> _Work item 1_
Answer these questions from the discussion excerpt, one line each, marked (a), (b), (c):
(a) Whose manual delineation served as the gold standard?
(b) Which modality produced systematically larger volumes?
(c) Which ratio has been shown to be a sensitive measure of atrophy?
> _Work item 2_
Render this sentence from the discussion excerpt in Spanish: "The likelihood of developing dementia is increased in subjects with low tICV [27]."
> _Work item 3_
Duplicate part of the discussion excerpt word for word. Begin at the words "Our study adds" and stop after "obtained from CT.".

> _Page excerpt_
BEGIN

Our study adds to the current literature by providing results of successful automated brain segmentation on CT from a retrospective selection of elderly patients referred to a local memory clinic. We took the approach of using manual delineation by a trained radiologist as the gold-standard, repeated measurements on the same day and six months apart and combined MRI and CT acquisitions. This enabled assessment of reliability and consistency and a comparison of tICVs obtained from MRI to those obtained from CT.

Advantages of this algorithm are computation of robust intensity ranges by modelling the intensity histogram as a mixture of binomial distributions and fitting the sample via maximum likelihood estimation.

We believe this new algorithm has clinical importance because CT remains widely used in primary care for dementia investigation [26]. The likelihood of developing dementia is increased in subjects with low tICV [27]. Also, in morphometric studies, tICV is a measure of interest since models of brain regions associated with cognitive measures vary depending on how tICV is included [28]. Future work to extend the algorithm to estimate brain and CSF volumes could potentially be clinically relevant, since the ratio between brain volume and CSF volume has been shown to be a sensitive measure of atrophy [29].

The significant differences observed between modalities (MRI vs. CT) suggests that comparison between modalities in absolute terms is not possible, since MRI-derived volumes were systematically larger than the CT-derived ones. While CT allows a great delineation of the skull, beam-hardening and partial volume artefacts contaminate the pixels in the boundary bone vs. brain tissue/CSF. We believe this is the main reason why CT volumes are systematically smaller than MRI-derived ones (a phenomenon also observed in phantom measurements). Although the FSL pipeline was used since it is fully automated, other software libraries might be used instead, yielding different results [7, 8]. On MRI, T1w alone gives a good estimate of tICV but the precise boundary cannot be reliably delineated. The presence of artefacts reduces the size of the intracranial cavity; MRI-based software corrects the by registration to a standard space where prior spatial information helps guide and compensate intensity-based segmentation. Our proposed algorithm was based on intensity information and neighbouring spatial information to guide the segmentation and no prior information was used.

END

> _Information_

BEGIN

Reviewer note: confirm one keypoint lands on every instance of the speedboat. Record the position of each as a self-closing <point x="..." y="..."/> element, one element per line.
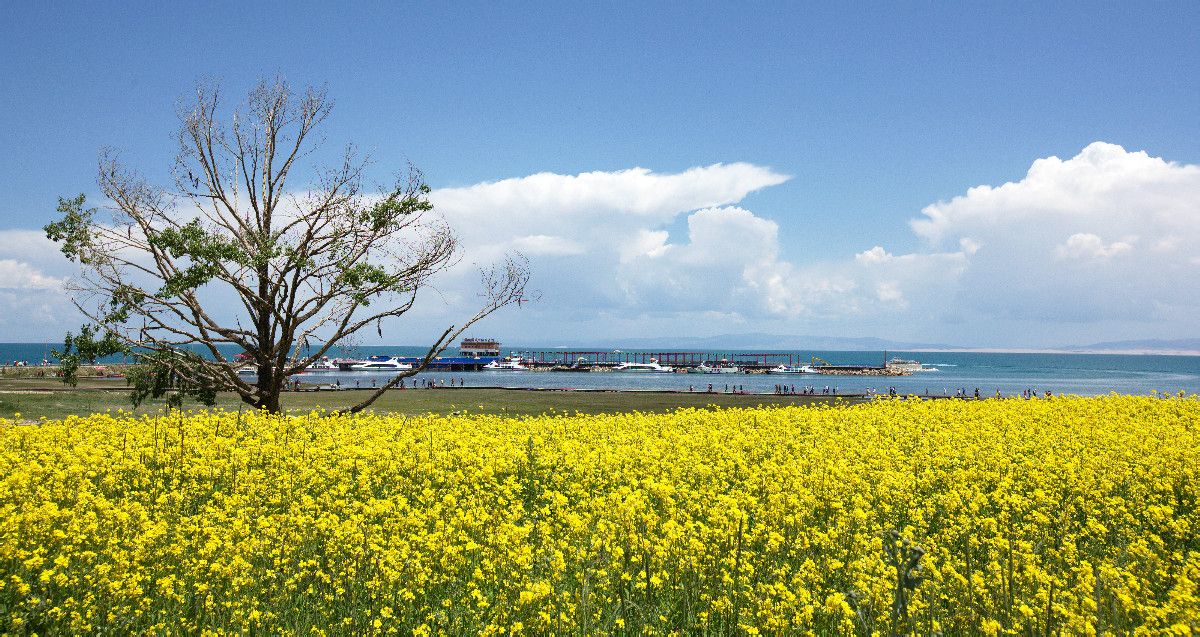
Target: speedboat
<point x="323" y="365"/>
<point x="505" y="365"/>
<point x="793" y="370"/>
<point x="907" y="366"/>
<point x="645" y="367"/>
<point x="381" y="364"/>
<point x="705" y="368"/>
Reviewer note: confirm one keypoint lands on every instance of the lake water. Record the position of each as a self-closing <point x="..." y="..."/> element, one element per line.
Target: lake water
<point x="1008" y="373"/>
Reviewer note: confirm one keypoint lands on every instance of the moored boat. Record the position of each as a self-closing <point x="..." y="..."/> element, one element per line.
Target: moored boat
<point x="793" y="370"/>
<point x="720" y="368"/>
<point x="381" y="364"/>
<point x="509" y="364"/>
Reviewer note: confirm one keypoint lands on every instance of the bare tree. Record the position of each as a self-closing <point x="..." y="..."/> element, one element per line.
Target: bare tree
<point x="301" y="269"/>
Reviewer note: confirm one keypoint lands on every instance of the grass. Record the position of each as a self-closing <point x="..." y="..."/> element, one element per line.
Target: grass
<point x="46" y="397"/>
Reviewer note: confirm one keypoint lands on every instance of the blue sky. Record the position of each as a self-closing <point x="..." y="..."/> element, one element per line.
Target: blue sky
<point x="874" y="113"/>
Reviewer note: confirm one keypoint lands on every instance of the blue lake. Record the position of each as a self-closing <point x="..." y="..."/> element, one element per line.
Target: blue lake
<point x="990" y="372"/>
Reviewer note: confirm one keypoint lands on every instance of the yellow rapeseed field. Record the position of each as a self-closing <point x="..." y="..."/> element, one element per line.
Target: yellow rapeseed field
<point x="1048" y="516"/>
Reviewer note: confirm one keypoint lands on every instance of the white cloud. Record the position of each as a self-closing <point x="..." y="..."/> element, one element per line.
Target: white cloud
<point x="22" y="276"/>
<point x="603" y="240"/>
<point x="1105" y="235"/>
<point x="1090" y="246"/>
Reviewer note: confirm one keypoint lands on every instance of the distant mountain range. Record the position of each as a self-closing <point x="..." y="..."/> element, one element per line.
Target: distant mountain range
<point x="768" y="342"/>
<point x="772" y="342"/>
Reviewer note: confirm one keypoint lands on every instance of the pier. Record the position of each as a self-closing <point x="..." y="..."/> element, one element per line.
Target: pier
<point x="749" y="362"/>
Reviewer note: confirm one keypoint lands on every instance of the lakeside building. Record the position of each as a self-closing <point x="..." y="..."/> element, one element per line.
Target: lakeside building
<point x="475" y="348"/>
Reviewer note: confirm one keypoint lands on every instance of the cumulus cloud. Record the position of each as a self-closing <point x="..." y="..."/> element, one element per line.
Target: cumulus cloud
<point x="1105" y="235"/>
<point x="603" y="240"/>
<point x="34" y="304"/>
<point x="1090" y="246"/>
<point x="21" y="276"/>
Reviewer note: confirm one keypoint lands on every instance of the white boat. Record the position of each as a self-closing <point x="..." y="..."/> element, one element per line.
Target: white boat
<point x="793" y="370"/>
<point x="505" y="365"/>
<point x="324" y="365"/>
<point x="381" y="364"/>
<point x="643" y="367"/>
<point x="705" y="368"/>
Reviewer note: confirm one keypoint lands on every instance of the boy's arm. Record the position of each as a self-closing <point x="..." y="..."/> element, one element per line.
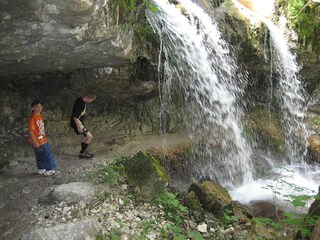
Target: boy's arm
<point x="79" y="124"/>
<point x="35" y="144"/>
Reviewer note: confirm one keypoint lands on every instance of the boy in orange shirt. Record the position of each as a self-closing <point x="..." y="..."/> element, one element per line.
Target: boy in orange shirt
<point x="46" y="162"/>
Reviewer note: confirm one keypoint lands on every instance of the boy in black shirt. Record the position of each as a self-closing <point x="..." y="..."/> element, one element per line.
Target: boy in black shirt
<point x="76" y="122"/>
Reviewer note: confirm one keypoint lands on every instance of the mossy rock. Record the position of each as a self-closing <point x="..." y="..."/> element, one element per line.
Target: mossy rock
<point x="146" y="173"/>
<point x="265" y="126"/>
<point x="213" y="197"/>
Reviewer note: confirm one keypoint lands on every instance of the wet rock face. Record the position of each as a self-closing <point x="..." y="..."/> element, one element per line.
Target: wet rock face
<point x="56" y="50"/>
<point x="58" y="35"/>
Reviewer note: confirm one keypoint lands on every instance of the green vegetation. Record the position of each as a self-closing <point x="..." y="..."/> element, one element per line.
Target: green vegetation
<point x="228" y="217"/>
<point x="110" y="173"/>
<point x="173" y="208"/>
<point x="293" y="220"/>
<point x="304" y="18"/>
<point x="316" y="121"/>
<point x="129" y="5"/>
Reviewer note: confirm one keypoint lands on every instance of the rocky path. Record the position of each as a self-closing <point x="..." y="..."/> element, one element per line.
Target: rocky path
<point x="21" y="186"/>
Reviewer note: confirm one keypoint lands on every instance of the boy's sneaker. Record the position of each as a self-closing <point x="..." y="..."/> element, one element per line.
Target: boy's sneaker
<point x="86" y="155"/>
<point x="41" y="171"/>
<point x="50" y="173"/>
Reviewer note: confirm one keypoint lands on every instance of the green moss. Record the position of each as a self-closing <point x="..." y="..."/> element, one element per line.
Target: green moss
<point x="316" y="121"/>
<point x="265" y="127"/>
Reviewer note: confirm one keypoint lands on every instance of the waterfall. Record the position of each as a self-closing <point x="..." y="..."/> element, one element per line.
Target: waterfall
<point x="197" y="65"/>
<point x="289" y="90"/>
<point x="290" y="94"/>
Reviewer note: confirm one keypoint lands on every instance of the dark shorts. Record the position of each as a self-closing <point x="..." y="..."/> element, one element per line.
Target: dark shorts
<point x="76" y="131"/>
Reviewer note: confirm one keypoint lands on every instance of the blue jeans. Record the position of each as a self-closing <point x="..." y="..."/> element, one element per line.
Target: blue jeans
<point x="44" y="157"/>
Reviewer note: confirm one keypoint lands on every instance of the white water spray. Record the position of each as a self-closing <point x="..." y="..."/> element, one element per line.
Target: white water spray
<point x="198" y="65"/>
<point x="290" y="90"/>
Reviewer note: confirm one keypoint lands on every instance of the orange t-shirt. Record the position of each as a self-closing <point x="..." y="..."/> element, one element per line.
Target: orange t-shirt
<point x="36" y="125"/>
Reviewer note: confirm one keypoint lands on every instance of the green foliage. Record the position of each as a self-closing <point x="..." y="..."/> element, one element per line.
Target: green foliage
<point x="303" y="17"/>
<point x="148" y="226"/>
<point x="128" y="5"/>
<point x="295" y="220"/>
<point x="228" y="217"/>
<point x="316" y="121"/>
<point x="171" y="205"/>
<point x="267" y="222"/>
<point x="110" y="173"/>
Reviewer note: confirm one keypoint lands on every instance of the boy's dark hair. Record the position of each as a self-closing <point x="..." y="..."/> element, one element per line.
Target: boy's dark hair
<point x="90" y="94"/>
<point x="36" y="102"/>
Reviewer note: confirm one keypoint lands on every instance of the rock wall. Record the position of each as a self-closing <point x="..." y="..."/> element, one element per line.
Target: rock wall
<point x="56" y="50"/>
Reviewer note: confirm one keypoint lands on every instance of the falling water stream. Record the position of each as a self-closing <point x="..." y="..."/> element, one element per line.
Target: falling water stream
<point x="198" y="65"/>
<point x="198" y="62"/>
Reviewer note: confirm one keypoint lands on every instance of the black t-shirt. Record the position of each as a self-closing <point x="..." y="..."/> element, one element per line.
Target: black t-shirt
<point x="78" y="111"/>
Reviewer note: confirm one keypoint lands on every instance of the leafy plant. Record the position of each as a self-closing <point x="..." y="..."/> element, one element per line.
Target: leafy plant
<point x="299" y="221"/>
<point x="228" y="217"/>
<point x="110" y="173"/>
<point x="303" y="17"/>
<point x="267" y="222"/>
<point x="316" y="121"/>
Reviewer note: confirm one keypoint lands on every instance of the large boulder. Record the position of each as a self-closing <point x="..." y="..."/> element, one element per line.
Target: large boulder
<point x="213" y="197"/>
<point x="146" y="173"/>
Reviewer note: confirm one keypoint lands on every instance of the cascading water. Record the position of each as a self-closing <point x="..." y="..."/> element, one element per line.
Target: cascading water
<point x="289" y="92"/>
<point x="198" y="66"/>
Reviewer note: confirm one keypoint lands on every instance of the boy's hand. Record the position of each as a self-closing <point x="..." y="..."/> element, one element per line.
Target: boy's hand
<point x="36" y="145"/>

END

> _Exercise answer 1_
(a) A trained radiologist's
(b) MRI
(c) The ratio between brain volume and CSF volume

> _Exercise answer 2_
La probabilidad de desarrollar demencia es mayor en sujetos con un tICV bajo [27].

> _Exercise answer 3_
Our study adds to the current literature by providing results of successful automated brain segmentation on CT from a retrospective selection of elderly patients referred to a local memory clinic. We took the approach of using manual delineation by a trained radiologist as the gold-standard, repeated measurements on the same day and six months apart and combined MRI and CT acquisitions. This enabled assessment of reliability and consistency and a comparison of tICVs obtained from MRI to those obtained from CT.